Provided data below:

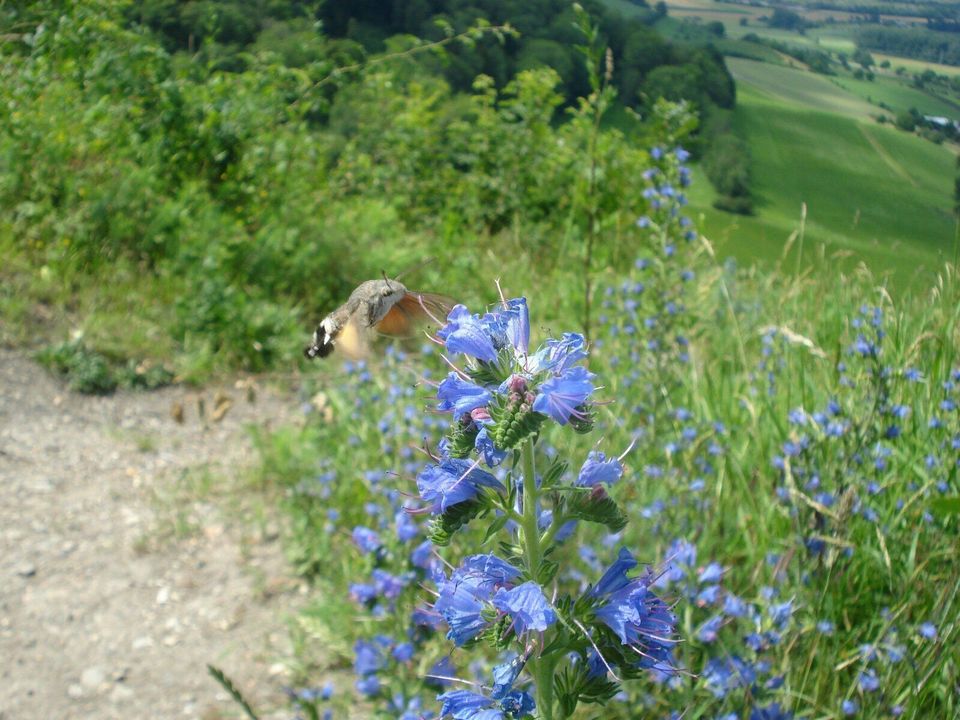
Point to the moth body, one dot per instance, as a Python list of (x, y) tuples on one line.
[(376, 306)]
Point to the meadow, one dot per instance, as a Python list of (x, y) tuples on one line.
[(628, 473)]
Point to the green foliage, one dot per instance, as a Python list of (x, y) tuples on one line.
[(227, 684), (86, 371), (919, 43), (726, 162), (595, 505), (787, 20), (90, 372)]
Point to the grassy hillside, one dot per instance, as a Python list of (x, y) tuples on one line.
[(870, 189)]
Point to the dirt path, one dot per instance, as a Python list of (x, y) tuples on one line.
[(104, 614)]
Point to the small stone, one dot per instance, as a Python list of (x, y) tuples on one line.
[(93, 677), (120, 693)]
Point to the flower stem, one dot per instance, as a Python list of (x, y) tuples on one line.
[(540, 668), (531, 529)]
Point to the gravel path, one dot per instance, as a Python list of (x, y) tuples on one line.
[(103, 613)]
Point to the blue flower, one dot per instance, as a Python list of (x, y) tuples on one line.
[(368, 658), (452, 481), (711, 573), (597, 469), (463, 704), (505, 675), (868, 681), (709, 630), (724, 674), (486, 572), (403, 652), (368, 685), (407, 529), (771, 712), (467, 705), (615, 578), (366, 539), (928, 630), (461, 605), (466, 333), (527, 605), (639, 618), (484, 445), (560, 355), (559, 397), (517, 318), (461, 396)]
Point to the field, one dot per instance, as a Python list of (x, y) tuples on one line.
[(869, 189), (872, 193), (558, 458)]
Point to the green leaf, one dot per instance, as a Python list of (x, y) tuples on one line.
[(947, 505), (444, 527), (228, 685), (496, 526), (595, 505)]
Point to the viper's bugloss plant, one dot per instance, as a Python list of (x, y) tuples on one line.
[(570, 646)]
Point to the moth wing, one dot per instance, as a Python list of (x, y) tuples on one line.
[(411, 310), (352, 341), (432, 306), (398, 322)]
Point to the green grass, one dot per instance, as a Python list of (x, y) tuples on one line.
[(783, 85), (897, 94), (870, 190)]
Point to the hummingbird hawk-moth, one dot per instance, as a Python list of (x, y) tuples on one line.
[(384, 307)]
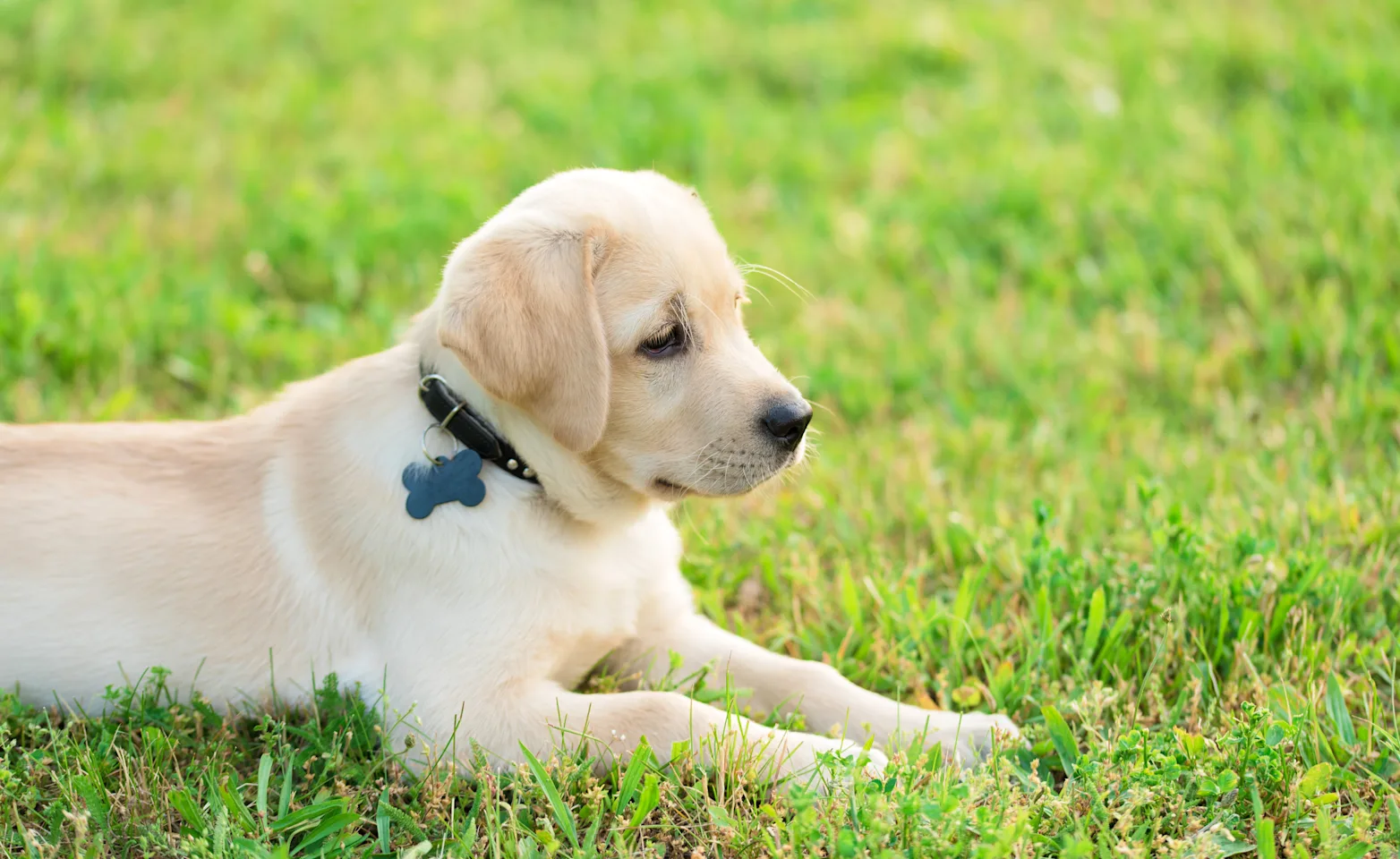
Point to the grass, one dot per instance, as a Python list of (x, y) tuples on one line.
[(1105, 335)]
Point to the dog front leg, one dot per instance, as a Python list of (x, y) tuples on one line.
[(543, 718), (826, 700)]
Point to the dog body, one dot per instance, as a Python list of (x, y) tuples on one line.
[(593, 322)]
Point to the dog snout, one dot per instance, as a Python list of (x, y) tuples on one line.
[(787, 421)]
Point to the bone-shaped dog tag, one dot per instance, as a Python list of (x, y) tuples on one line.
[(456, 479)]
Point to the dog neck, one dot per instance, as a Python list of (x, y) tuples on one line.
[(570, 481)]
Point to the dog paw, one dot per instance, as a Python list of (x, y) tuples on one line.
[(822, 762), (973, 737)]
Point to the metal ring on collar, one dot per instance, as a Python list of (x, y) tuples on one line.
[(437, 461)]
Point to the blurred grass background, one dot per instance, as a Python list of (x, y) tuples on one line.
[(1133, 260)]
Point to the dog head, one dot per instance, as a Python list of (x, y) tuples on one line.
[(605, 305)]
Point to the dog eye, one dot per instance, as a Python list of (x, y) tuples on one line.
[(667, 343)]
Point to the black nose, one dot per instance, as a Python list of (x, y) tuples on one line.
[(787, 422)]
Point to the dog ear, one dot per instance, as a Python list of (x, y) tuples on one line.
[(521, 314)]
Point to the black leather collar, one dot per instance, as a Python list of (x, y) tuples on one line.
[(468, 427)]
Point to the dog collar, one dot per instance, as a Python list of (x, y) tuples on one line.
[(471, 429)]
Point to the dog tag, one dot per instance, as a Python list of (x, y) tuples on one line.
[(456, 479)]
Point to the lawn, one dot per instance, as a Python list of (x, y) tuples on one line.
[(1104, 333)]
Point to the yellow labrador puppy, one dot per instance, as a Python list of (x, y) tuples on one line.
[(474, 516)]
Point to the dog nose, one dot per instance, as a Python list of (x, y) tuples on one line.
[(787, 422)]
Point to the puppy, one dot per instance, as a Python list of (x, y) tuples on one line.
[(587, 347)]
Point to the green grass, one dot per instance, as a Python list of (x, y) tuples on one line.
[(1105, 337)]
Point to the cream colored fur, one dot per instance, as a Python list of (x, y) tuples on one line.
[(279, 539)]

End of Provided data.

> _Exercise aim_: Please copy the line that holds "Point to the dog eye, one" and each line under it through the last line above, exactly as they stand, adding nothing.

> _Task result_:
Point to the dog eye, one dot per instance, as a Python list of (x, y) tuples on one line.
[(667, 343)]
Point to the black nose, one dot per instance, as a Python list of (x, y) tuples on one line.
[(787, 422)]
Point to the dog ear, one dot per instance, as a Python list of (x, y) tuples on one line.
[(521, 314)]
Point to the black leather collar, one dot per instance, as a Python list of (x, y) tuples on one line.
[(468, 427)]
Point to the dog collar, one dot per instance, as a Python list of (x, y) tuples on one line.
[(471, 429)]
Point to the dog tag, one dot per instance, as a Python list of (x, y) tuples on one line.
[(456, 479)]
Point to the lawn, one dot per instance, as a Python list of (x, y) tuples on one line.
[(1104, 333)]
Point to the yellow labrador puppy, one dot per instance, as a Python list of (x, y) tuples on one line.
[(474, 516)]
Point to the dog nose, one dot per instance, as a Python list of (x, y) tuples on one line.
[(787, 422)]
Point to the puppy, one dot per instance, as a Python list of (x, y) tuples on one line.
[(587, 347)]
Point to the green grass, one dot per instance, as a Python list of (x, y) tuples on one line.
[(1105, 337)]
Point to the cream colored fur, one dot per instance, as a Python list of (x, y) tuples on one line.
[(279, 539)]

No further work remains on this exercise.